● **Задание 1**
Перепишите без изменений фрагмент текста о выставке Гора Чахала, начиная со слов, в которых есть «Художник распределил экспозицию», и заканчивая словами «которому призван человек.».
● **Задание 2**
Определите по тексту о выставке Гора Чахала, верны ли утверждения: (a) термин «пространственная икона» впервые ввёл Алексей Лидов; (b) экспозиция размещена в трёх залах; (c) скульптура «Трисолнечный свет» стоит в центре меньшего зала. Ответ «да» или «нет» подтвердите точной цитатой из текста.

-------- Текст для чтения

Преломляя небесный хлеб. О творчестве Гора Чахала в связи с его новым проектом

Первое определение, которое приходит на ум при посещении залов Третьяковки, где размещена выставка Гора Чахала «Хлеб Неба» – пространственная икона. Этот термин, впервые введённый историком искусства Алексеем Лидовым, достаточно нов, но именно он наиболее ёмко отражает православное представление об иконе как о пространственном образе. Образе, который реализуется не внутри картинной плоскости, не как схема, а в пространстве между зрителем и изображением. Восточно-христианская икона создавалась как образ-посредник, смысл которого состоял в соединении двух миров: телесного и идеального.

 


 "Фавор"

Разумеется, произведения Гора Чахала не являются образами в богослужебном смысле: это объекты христианского искусства, но не христианского культа. Тем не менее, пространство, создаваемое благодаря этим работам, обладает качеством сакральности, и это становится ощутимым, когда в нём находишься некоторое время.

Художник распределил экспозицию по двум залам. В центре большего - бронзовая скульптура «Трисолнечный свет», показывающая силы Творения, пронизывающие дольний мир. В центре меньшего - пространственная модель св. горы Фавор, выполненная по геодезическим линиям. На сопровождающем «Фавор» рисунке виден зритель, поднимающийся по этим линиям. Под его ногами они превращаются в ступени.

Логично рассматривать работы первого зала через призму Божественного Нисхождения, движения от  Неба к Земле. Работы же второго зала, составляющие композицию «Фавор», читаются как символы духовного восхождения, к которому призван человек.

Только такая трактовка делает прозрачной художественную концепцию проекта. А Чахал - художник, отнюдь не стремящийся усложнять объекты своего творчества. Действуя методом, который можно обозначить как теологический минимализм, он старается свести то или иное богословское понятие к рудиментарному объекту, причём, созданному современными техническими средствами. Эта рудиментарность диктуется не личным произволом, а, судя по всему, исходит из апофатического, отсекающего всё лишнее, метода богословского рассуждения, который применяется Чахалом.

----------------
-------- Исходные данные

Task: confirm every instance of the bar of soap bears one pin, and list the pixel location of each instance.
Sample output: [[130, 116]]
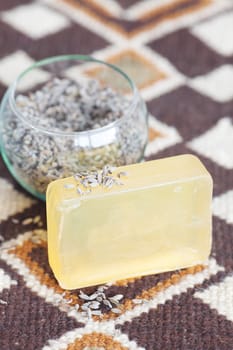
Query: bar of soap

----------------

● **Ответ 1**
Художник распределил экспозицию по двум залам. В центре большего - бронзовая скульптура «Трисолнечный свет», показывающая силы Творения, пронизывающие дольний мир. В центре меньшего - пространственная модель св. горы Фавор, выполненная по геодезическим линиям. На сопровождающем «Фавор» рисунке виден зритель, поднимающийся по этим линиям. Под его ногами они превращаются в ступени.

Логично рассматривать работы первого зала через призму Божественного Нисхождения, движения от  Неба к Земле. Работы же второго зала, составляющие композицию «Фавор», читаются как символы духовного восхождения, к которому призван человек.

● **Ответ 2**
(a) Да: «Этот термин, впервые введённый историком искусства Алексеем Лидовым».
(b) Нет: «Художник распределил экспозицию по двум залам».
(c) Нет: «В центре большего - бронзовая скульптура «Трисолнечный свет»».